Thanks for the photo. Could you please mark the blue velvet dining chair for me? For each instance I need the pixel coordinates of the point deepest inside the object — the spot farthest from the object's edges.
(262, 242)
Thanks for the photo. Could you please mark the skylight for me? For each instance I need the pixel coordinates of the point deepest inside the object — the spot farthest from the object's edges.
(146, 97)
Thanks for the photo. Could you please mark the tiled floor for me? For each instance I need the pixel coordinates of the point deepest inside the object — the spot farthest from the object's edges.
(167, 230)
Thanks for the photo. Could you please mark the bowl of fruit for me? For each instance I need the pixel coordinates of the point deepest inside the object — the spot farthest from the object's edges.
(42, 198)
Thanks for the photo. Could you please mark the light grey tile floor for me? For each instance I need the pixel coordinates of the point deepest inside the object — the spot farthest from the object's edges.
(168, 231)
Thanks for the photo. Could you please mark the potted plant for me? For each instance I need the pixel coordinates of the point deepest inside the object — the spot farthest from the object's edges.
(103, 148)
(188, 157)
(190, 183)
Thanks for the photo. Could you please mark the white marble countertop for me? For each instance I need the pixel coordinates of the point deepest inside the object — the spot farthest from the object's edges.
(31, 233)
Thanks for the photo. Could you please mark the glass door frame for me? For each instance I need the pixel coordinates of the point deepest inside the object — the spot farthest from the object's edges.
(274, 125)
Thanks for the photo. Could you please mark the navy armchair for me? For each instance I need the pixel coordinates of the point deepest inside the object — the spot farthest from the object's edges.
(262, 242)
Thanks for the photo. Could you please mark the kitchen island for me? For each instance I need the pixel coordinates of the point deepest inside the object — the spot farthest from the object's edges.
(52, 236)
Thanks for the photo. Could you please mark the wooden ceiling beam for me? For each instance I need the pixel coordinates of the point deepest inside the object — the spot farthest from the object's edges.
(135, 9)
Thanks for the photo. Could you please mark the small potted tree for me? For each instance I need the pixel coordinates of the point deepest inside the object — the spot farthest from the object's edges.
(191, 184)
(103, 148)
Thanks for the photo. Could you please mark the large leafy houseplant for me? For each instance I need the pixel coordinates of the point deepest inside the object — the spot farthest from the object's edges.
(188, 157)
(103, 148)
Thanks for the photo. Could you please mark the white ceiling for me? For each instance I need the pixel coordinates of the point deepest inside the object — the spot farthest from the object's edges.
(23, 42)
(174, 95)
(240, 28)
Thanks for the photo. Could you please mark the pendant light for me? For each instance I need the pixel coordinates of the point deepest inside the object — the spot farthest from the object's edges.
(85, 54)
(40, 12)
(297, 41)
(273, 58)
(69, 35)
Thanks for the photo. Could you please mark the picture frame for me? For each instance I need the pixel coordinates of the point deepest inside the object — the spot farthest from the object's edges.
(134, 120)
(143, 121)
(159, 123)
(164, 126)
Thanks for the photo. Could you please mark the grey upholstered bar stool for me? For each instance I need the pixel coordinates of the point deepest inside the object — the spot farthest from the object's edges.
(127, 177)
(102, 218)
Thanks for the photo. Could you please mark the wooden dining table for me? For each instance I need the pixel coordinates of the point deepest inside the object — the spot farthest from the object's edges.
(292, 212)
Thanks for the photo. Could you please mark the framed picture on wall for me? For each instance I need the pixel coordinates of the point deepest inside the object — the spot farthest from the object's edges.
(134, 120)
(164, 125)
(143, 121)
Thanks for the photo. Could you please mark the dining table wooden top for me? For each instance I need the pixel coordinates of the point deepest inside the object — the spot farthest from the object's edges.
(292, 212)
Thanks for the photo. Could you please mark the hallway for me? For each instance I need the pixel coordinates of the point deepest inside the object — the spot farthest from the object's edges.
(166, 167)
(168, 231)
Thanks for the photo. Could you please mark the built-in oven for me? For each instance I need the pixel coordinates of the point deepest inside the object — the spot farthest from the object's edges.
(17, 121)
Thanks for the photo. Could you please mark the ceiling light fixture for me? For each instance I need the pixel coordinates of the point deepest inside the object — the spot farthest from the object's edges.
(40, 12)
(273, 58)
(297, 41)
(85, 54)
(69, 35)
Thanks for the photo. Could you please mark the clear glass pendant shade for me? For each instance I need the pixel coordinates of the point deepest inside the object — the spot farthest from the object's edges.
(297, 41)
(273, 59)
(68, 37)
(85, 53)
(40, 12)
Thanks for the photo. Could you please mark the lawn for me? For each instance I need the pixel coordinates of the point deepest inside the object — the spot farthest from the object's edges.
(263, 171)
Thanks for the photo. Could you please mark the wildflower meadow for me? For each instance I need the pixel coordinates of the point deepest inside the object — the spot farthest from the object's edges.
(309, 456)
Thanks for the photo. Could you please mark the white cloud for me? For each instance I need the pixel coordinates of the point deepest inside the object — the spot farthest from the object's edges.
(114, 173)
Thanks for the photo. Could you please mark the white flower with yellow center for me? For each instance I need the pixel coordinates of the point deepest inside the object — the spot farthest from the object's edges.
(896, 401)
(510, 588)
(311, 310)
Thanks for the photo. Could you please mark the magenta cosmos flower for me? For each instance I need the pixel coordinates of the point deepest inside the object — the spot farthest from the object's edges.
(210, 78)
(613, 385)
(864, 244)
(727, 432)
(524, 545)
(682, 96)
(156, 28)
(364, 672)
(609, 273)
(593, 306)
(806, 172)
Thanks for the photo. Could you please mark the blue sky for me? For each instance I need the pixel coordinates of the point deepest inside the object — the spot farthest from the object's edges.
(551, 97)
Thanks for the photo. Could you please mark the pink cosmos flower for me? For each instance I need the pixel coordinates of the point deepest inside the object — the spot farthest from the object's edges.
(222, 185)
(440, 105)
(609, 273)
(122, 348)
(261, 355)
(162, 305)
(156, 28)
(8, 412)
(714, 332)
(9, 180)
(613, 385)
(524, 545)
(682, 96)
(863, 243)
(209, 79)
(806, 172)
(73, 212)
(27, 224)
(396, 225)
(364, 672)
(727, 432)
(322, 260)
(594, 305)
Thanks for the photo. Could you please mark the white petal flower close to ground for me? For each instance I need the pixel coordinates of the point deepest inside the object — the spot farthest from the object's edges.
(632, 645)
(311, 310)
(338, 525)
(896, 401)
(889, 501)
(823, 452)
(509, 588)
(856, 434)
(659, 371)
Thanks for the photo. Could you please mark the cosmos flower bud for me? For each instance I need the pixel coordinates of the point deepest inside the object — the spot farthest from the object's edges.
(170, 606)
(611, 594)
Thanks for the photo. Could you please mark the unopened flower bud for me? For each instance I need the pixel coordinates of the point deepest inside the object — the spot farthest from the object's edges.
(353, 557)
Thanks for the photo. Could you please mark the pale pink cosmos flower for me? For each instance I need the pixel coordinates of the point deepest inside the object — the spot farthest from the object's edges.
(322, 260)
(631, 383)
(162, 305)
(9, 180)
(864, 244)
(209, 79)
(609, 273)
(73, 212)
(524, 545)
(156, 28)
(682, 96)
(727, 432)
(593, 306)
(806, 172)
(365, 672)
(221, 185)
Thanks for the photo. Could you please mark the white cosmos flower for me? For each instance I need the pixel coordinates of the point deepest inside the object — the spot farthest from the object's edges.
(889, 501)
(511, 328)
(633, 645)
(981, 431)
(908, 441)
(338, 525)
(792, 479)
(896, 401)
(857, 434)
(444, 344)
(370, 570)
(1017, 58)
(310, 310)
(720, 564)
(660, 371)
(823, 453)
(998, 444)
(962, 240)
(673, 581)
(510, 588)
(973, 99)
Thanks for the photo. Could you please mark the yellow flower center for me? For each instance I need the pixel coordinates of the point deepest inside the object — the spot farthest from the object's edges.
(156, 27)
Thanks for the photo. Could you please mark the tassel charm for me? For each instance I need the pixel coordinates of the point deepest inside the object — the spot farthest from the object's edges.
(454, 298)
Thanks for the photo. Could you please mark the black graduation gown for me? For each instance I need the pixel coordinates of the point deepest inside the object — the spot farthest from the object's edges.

What this task involves → Return all of the entries word for word.

Answer to the exercise →
Thanks for the photo. Could you please mark the blue velvet dining chair for me? For each instance I need the pixel coordinates of the point deepest inside the object — the spot farthest from the object's edges.
(262, 242)
Thanks for the photo. Could you please mark the skylight for me? For each instance I need the pixel coordinates of the point deepest inside the object — the spot farthest from the object's edges.
(146, 97)
Thanks for the photo. Could you please mark the tiled floor for me? For each instance I need the pixel coordinates of the point deepest inside the object — the spot farthest from the object's edges.
(167, 230)
Thanks for the photo. Could you please mark the bowl of fruit for me? For each instance I need the pixel coordinates of the point deepest inside the object — the spot farthest from the object's edges.
(42, 198)
Thanks for the photo. Could you please mark the light grey tile floor for me? For each instance I need the pixel coordinates of the point deepest inside the object — the spot farthest from the object's edges.
(168, 231)
Thanks for the photo. Could you please mark the potted plant for me? For each instance I need the pixel coordinates of the point deepest inside the object — the spot farthest from the object's edges.
(103, 148)
(188, 157)
(190, 183)
Thanks for the photo. Could you please mark the white marble countertop for me? For each instance I need the pixel coordinates of the point deepest inside the object — the spot farthest from the object's edges.
(31, 233)
Thanks for the photo. Could you please mark the glass door frame for me? For each instance I need the pixel coordinates of the point deepest inside the object — the spot farthest from the object's edges.
(274, 125)
Thanks for the photo. Could you please mark the navy armchair for me? For each instance I need the pixel coordinates of the point deepest inside the object — the spot farthest from the object's edges.
(262, 242)
Thanks for the photo. Could you please mark the kitchen island for me? For each instance I need the pixel coordinates of the point deepest inside the object — the spot farthest from the object's edges.
(52, 236)
Thanks for the photo. Could you please mark the wooden ceiling beam for me? For each instance I need the pixel coordinates of the point deepest inside the object — the spot farthest from the object's edges.
(135, 9)
Thanks for the photo. Could you please mark the small potted tree for me? For each instance I need the pixel coordinates of the point deepest inside the object — the spot farthest from the object's edges.
(191, 184)
(103, 148)
Thanks for the photo. Could you please mark the large leafy houseplant for me? For each instance I need the pixel coordinates of the point deepest inside the object — the spot farthest from the object's edges.
(188, 157)
(103, 148)
Thanks for the photo. Could you please mark the white ceiling for me? For each instance I need the pixel coordinates of the point deepest inside the object — the spot farthest from the object's edges.
(23, 42)
(174, 95)
(240, 28)
Thanks for the photo. Could you please mark the pendant light for me? For each instance I need the pixel coordinates of the point deepest inside the object — the spot farthest from the object's edges.
(85, 54)
(40, 12)
(297, 41)
(273, 58)
(69, 35)
Thanks for the photo. Could you please mark the picture frame for me? For each instance I need the pixel coordinates of the point deepest inside the object — the spot farthest from the object's edges.
(134, 120)
(143, 121)
(159, 123)
(164, 126)
Thanks for the photo. Could you please mark the grey upholstered bar stool for me? For each instance I need the pixel coordinates of the point deepest inside the object — the spot farthest from the object's edges.
(127, 177)
(102, 218)
Thanks for the photo. Could you please mark the wooden dining table for me? For each instance I need the pixel coordinates of the point deepest inside the object — the spot farthest from the object's edges.
(292, 212)
Thanks for the photo. Could you please mark the framed picture on wall for me? For each instance I need the pixel coordinates of the point deepest inside the object — the spot farthest from the object's edges.
(134, 120)
(164, 125)
(143, 121)
Thanks for the photo. Could you please mark the dining table wooden top for me? For each instance I need the pixel coordinates of the point deepest inside the object — the spot farthest from the object's edges.
(292, 212)
Thanks for the photo. Could you please mark the hallway for me? For each instance I need the pixel coordinates of the point deepest inside the object — the spot farthest from the object's edges.
(166, 167)
(168, 231)
Thanks for the photo. Could you please mark the built-in oven for me? For each instance I need the pixel coordinates of the point deepest inside the object — the spot farthest from the object's edges.
(17, 121)
Thanks for the photo. Could you please mark the ceiling light fixture for me? For each instance I need the pixel coordinates of the point deepest inside the object — the spot farthest from the object's edges.
(40, 12)
(273, 58)
(297, 41)
(85, 54)
(69, 35)
Thanks for the photo. Could you please mark the clear glass pendant shade for me? For each instance I need the pixel coordinates of the point deepest inside the object — the spot farthest from the object's edges.
(297, 41)
(273, 59)
(68, 37)
(85, 53)
(40, 12)
Thanks for the photo. Could you please mark the lawn for me? For each instance I need the pixel coordinates of the point deepest inside the object — the spot farthest from the object's edges.
(263, 171)
Thanks for the photo. Could you please mark the wildflower meadow for me? For each instance I need the pixel coordinates of the point deepest inside the object — the spot farthest from the object's edges.
(309, 456)
Thanks for the photo. Could you please mark the white cloud for me? For each instance I need the pixel coordinates of the point deepest inside the object — the spot farthest from the object's edges.
(114, 173)
Thanks for the photo. Could you please mark the white flower with yellow center for me? For each instance I need the pixel coordinates of the point deepest inside the object — the spot farthest from the object's edges.
(896, 401)
(510, 588)
(311, 310)
Thanks for the photo. Could you please mark the magenta cosmos flower for me? For each instance I need the pixel coordinates of the point deepest inside the object — the spot farthest from the object's edges.
(210, 78)
(613, 385)
(864, 244)
(727, 432)
(524, 545)
(682, 96)
(156, 28)
(364, 672)
(609, 273)
(593, 306)
(806, 172)
Thanks for the photo. Could you please mark the blue sky for me? For each instance I need the pixel coordinates of the point deepest inside the object — the spot farthest from the object's edges.
(551, 97)
Thanks for the photo. Could you please mark the pink cosmos flower for me? For each instance I need the pixel coordinates of the point deepest inside the object — the spot farthest from the object's edges.
(222, 185)
(440, 105)
(609, 273)
(122, 348)
(261, 355)
(162, 305)
(156, 28)
(8, 412)
(714, 332)
(9, 180)
(613, 385)
(524, 545)
(682, 96)
(863, 243)
(209, 79)
(806, 172)
(73, 212)
(27, 224)
(396, 225)
(364, 672)
(727, 432)
(322, 260)
(594, 305)
Thanks for the photo. Could you please mark the white petal flower close to ground for me? For each instance I need the pixel coordinates of the point deepest inside the object — the spot farthest from the object's edges.
(632, 645)
(311, 310)
(338, 525)
(896, 401)
(889, 501)
(823, 452)
(509, 588)
(856, 434)
(659, 371)
Thanks for the photo. Could you please mark the cosmos flower bud for me? For each instance I need the pixel coordinates of the point deepest inside the object — the spot farthest from the object's edges.
(170, 606)
(611, 594)
Thanks for the photo. Could you please mark the unopened flower bud for me? For each instance I need the pixel coordinates of the point deepest inside the object — the spot farthest from the object's edges.
(353, 557)
Thanks for the photo. Could you please mark the pale pink cosmos flower for me? For each instance I need the pixel coordinates of the point deepest inside the object — the spot farthest from the object's edges.
(322, 260)
(631, 383)
(162, 305)
(9, 180)
(864, 244)
(209, 79)
(609, 273)
(73, 212)
(524, 545)
(156, 28)
(682, 96)
(727, 432)
(593, 306)
(806, 172)
(365, 672)
(221, 185)
Thanks for the photo. Could you please mark the white cosmos flower for me? For each instance I need the pixel coordinates of the point deepest inside the object — the spot farthest from the object's edges.
(889, 501)
(511, 328)
(633, 645)
(981, 431)
(908, 441)
(338, 525)
(792, 479)
(896, 401)
(857, 434)
(444, 344)
(370, 570)
(1017, 58)
(310, 310)
(720, 564)
(660, 371)
(823, 453)
(998, 444)
(962, 240)
(673, 581)
(510, 588)
(973, 99)
Thanks for the photo. Could you please mark the yellow flower center for me? For each instance I need the pixel coordinates of the point deepest inside the object — the spot farthest from the object's edges.
(156, 27)
Thanks for the photo. Could you please mark the tassel charm for me? For each instance I need the pixel coordinates of the point deepest inside the object — the spot farthest from the object's edges.
(454, 298)
Thanks for the photo. Could you please mark the black graduation gown for me? For each instance I need the pixel coordinates of the point deepest inside the object — the spot farthest from the object's edges.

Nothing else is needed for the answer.